● **Exercise brief**: Extend the court case summaries on legal parentage below, writing on from their final sentence.

● **Source text**:
The Court held that there had been no violation of Article 8 (right to respect for private and family life) of the Convention, finding that the domestic courts had fairly balanced the applicant’s rights and those of the woman who was trying to establish that he was her father. In particular, the courts had examined the applicant’s objections to taking the test in a first-instance civil court and at two levels of constitutional jurisdiction, eventually finding against him and ordering the procedure to take place.
Advisory opinion concerning the recognition in domestic law of a legal parent- child relationship between a child born through a gestational surrogacy arrangement abroad and the intended mother, requested by the French COurt of Cassation (Request No. P16-2018-001)
10 April 2019 (Grand Chamber)
This case concerned the possibility of recognition in domestic law of a legal parent-child relationship between a child born abroad through a gestational surrogacy arrangement and the intended mother, designated in the birth certificate legally established abroad as the “legal mother”, in a situation where the child was conceived using the eggs of a third-party donor and where the legal parent-child relationship with the intended father has been recognised in domestic law.

● **Source data**:
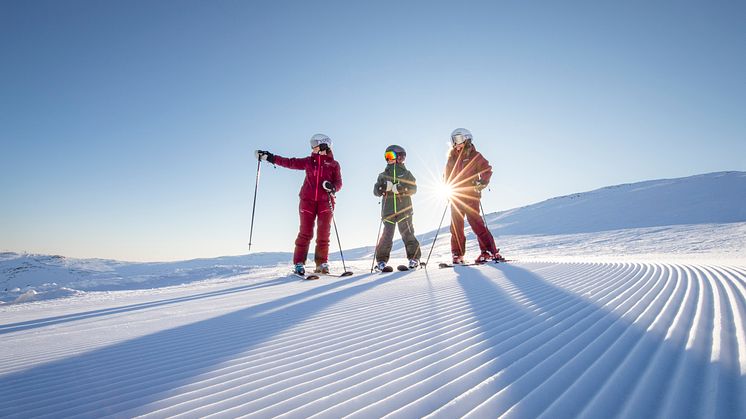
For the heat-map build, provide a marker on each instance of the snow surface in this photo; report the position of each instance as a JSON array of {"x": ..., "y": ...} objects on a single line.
[{"x": 646, "y": 318}]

● **Task output**:
The Court found that States were not required to register the details of the birth certificate of a child born through gestational surrogacy abroad in order to establish the legal parent-child relationship with the intended mother, as adoption may also serve as a means of recognising that relationship.
It held in particular that, in a situation where a child was born abroad through a gestational surrogacy arrangement and was conceived using the gametes of the intended father and a third-party donor, and where the legal parent-child relationship with the intended father has been recognised in domestic law,
1. the child’s right to respect for private life within the meaning of Article 8 of the Convention requires that domestic law provide a possibility of recognition of a legal parent-child relationship with the intended mother, designated in the birth certificate legally established abroad as the “legal mother”;
2. the child’s right to respect for private life does not require such recognition to take the form of entry in the register of births, marriages and deaths of the details of the birth certificate legally established abroad; another means, such as adoption of the child by the intended mother, may be used.
See also, recently:
Doktorov v. Bulgaria, judgment of 5 April 2018, concerning the applicant’s complaint that it had been impossible for him to contest the paternity of a child born during his marriage to the mother, where the Court held that there had been a violation of Article 8 (right to respect for private and family life) of the Convention.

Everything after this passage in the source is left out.